PARTS OF THE EXERCISE >>
(a) Could you retype the TV and film commentary from "It was a mistake" up to and including "and Good Riddance!", keeping every character the same?
(b) Can you write what comes next in the TV and film commentary, starting right after its last line?

-- DOCUMENT SECTION follows --

It was a mistake to have anything but low expectations for The New World:  after all, the film was given “two thumbs up” by Ebert & Roeper, who called it “the best historical romance since Titanic.”  What nonsense!  These idiots, who apparently know nothing of real history or romance, also had given a thumbs-up to Fahrenheit 9/11, Michael Moore’s tawdry Bush-bashing piece of political propaganda. 

 

 

n    Adios, West Wing – and Good Riddance!

 

            NBC has announced that it will be canceling the White House drama The West Wing at the end of this season.  The critically acclaimed, 7-season series, which cast Martin Sheen as left-liberals’ notion of an ideal president, had for some time allowed Democrats to continue to deny the reality of the 2000 and 2004 presidential elections and indulge in their fantasy of having another left-liberal in the White House.  I’ve never seen a single episode of the show, and I never intend to:  Not only am I repulsed by its leftist political bias, but I’m fed up with politicians of all stripes.  Politicians of all sorts, both Demopublican and Replicrat, already control far too much of my time and resources; I don’t want them intruding on my television, too – where I’d much rather follow the adventures of castaways lost on a mysterious island or even the tribulations of desperate housewives.  (I’m reminded of Ayn Rand’s apt definition of politicians: persons “whose sole qualification to rule me was their capacity to spout the fraudulent generalizations that got them elected to the privilege of enforcing their wishes at the point of a gun."  How true!) 

I’m glad to see television viewers finally come to their senses, as ratings for the program have been steadily dropping for some time and dropping precipitously during the past year or so – which, of course, is the reason for the series’ cancellation.  Now if only the same fate would befall that other White House drama, ABC’s Commander-in-Chief, which stars Geena Davis as a less bitchy Hillary Clinton. 

 

 

n    “A Mardi Gras for the Ages”

-- DOCUMENT SECTION concluded --
-- DATA EXCERPTS follows --

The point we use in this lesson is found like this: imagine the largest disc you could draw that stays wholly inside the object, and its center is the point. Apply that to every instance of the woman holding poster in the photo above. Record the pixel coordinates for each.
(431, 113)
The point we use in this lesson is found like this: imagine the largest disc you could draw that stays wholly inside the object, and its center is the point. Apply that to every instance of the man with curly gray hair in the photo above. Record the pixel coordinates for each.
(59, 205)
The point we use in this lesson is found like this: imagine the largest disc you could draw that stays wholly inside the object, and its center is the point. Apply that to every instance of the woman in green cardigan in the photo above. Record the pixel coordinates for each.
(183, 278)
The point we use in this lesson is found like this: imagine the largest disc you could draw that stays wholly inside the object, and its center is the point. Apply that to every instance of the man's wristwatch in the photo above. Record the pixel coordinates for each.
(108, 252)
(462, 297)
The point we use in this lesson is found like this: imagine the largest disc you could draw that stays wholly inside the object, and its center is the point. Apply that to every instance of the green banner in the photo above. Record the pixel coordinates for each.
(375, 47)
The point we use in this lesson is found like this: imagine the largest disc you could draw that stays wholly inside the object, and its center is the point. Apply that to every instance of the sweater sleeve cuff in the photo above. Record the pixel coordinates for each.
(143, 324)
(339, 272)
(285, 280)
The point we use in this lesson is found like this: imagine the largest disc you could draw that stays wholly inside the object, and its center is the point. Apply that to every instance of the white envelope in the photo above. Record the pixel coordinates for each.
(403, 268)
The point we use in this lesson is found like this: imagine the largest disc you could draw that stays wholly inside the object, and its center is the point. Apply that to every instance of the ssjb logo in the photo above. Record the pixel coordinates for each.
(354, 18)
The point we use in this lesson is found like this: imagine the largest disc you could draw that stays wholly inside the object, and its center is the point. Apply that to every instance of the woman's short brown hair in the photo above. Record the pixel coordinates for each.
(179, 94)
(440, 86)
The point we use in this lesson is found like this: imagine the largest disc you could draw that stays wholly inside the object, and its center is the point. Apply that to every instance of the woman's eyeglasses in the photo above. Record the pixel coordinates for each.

-- DATA EXCERPTS concluded --

TASK RESPONSES >>
(a)
It was a mistake to have anything but low expectations for The New World:  after all, the film was given “two thumbs up” by Ebert & Roeper, who called it “the best historical romance since Titanic.”  What nonsense!  These idiots, who apparently know nothing of real history or romance, also had given a thumbs-up to Fahrenheit 9/11, Michael Moore’s tawdry Bush-bashing piece of political propaganda. 

 

 

n    Adios, West Wing – and Good Riddance!

(b)
Preparations are on track for Mardi Gras 2006, to be held February 18-28 in New Orleans, only six months after Hurricane Katrina (and subsequent floods) devastated a wide area of the city.  The city is ready, says Mary Herczog, author of Frommer’s New Orleans and a part-time resident, who expects a once-in-a-lifetime experience this year – which also happens to be the 150th anniversary of the event.  “This is a city that has gone through cataclysm, and its citizens are desperately ready to let off some steam,” says Herzog, who anticipates that this year’s celebration will be “a Mardi Gras for the ages.”  The celebration will be scaled back somewhat – parade routes have been shortened, and there will be only 8 days of parades instead of the usual two weeks, to keep down costs for the cash-strapped city – but most of the parading krewes will be participating, and the tourist districts are ready.  (It helped that the flood that ravaged other parts of New Orleans largely spared the French Quarter and the Garden District, the city’s key tourism areas, where major attractions such as the Café du Monde and the National D-Day Museum long ago reopened, and where the major hotels that have reopened are nearly sold out for peak Mardi Gras days.)  (“Big Easy could see `a Mardi Gras for the ages,’ USA Today, Jan. 27, 2006.)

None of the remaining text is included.